■ Tasks to carry out
a. Does each statement agree with the data product canvas text? Answer yes or no for each, and quote the deciding words of the text. (i) Many data product initiatives fail mainly because of technology. (ii) If none of the listed conditions holds, keeping the deliverable as a component is often better. (iii) The example canvas given is "Customer 360 – Core".
b. Can you extract the passage of the data product canvas text from "When is it worth" up to and including "as a component.", word for word?

Business canvas and MVDP
08.02.2026 | 4 min ReadTags: #data products, #data product canvas, #MVDP, #Minimum Viable Data Product
From 'good idea' to something people actually dare to build on.
Business canvas for a data product
Many data product initiatives fail not on technology, but on ambiguity: unclear customers, unclear value, unclear responsibility — and therefore unclear priorities.
A brief business canvas forces out what otherwise gets postponed: why does this exist, who uses it, and what does it cost to keep it running?

When is it worth using a canvas?
Use a canvas when at least one of these is true:
- multiple teams will build on the same definitions
- you spend time on reconciliation (“what does customer/order/revenue actually mean?”)
- changes create disruption or risk
- run cost is real, but the value is unclear
If none of them is true, it is often better to keep the deliverable as a component.
Data Product Business Canvas (example: “Customer 360 – Core”)

■ Raw data
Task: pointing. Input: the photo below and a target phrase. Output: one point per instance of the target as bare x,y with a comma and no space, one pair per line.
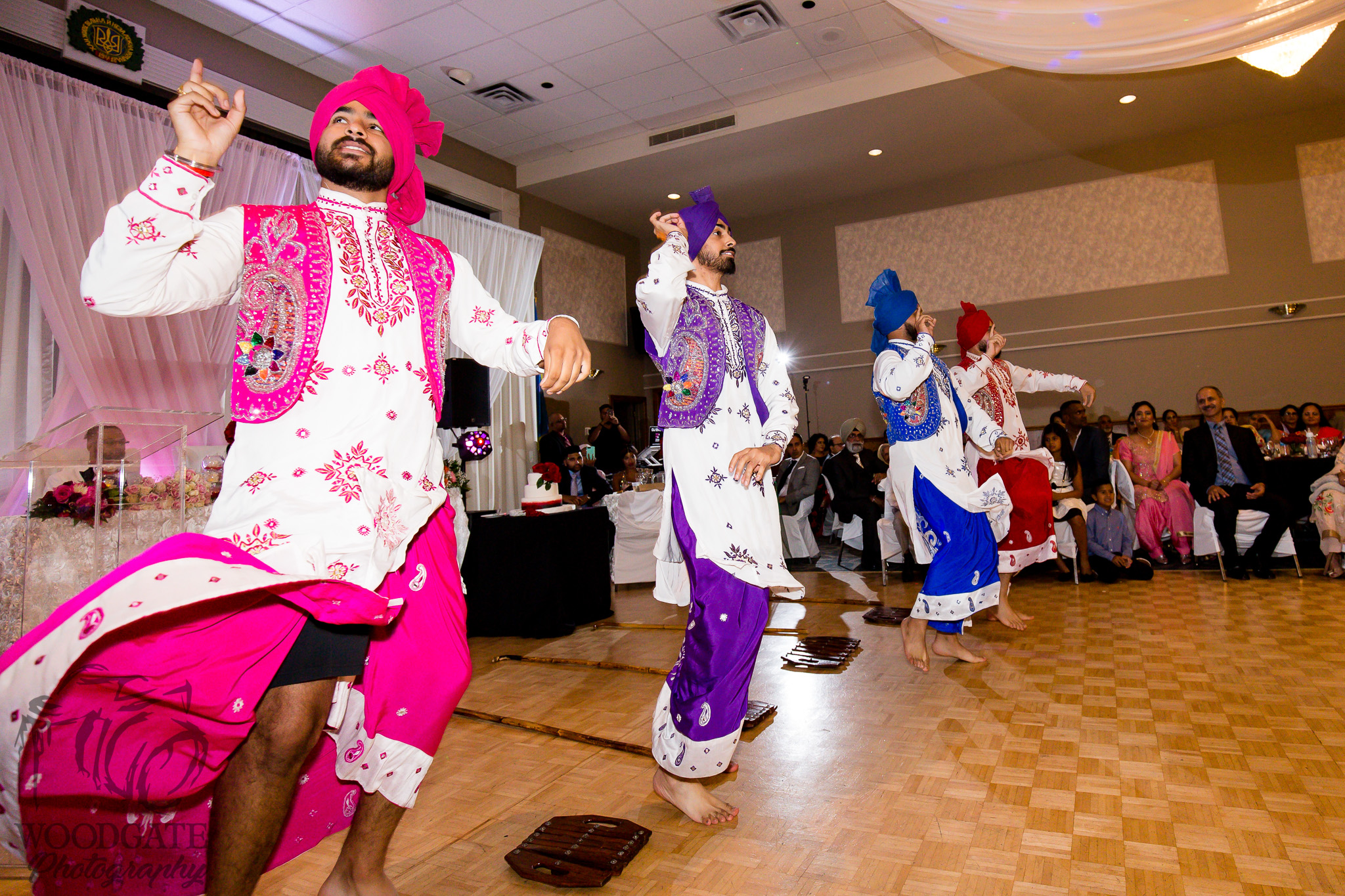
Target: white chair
798,532
1250,523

■ Answers in order
a.
(i) No: "Many data product initiatives fail not on technology, but on ambiguity"
(ii) Yes: "If none of them is true, it is often better to keep the deliverable as a component."
(iii) Yes: "Data Product Business Canvas (example: “Customer 360 – Core”)"

b.
When is it worth using a canvas?
Use a canvas when at least one of these is true:
- multiple teams will build on the same definitions
- you spend time on reconciliation (“what does customer/order/revenue actually mean?”)
- changes create disruption or risk
- run cost is real, but the value is unclear
If none of them is true, it is often better to keep the deliverable as a component.